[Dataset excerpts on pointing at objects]
★ ★ ★ ★ ★ ★ ★

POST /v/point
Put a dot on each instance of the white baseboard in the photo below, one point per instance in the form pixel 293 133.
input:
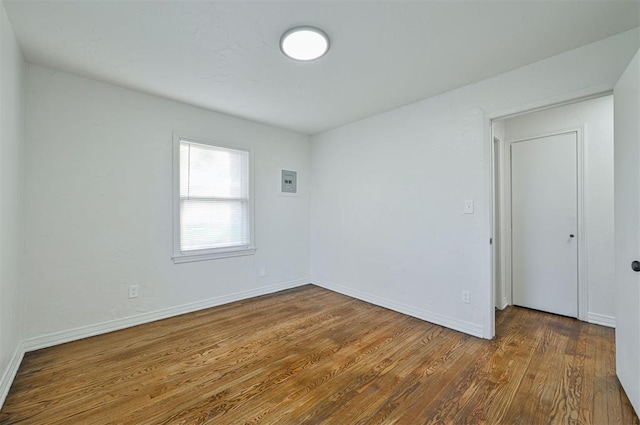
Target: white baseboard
pixel 428 316
pixel 601 319
pixel 56 338
pixel 10 373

★ ★ ★ ★ ★ ★ ★

__Exercise__.
Rewrite the material above with every occurrence of "white baseboard" changed to "wooden skirting board" and nothing else altered. Leave the pictures out of your version.

__Finished exercise__.
POST /v/point
Put a dot on each instance of the wooden skirting board in the photo below, one point per instance in the form pixel 293 133.
input:
Target: wooden skirting board
pixel 428 316
pixel 601 319
pixel 56 338
pixel 10 373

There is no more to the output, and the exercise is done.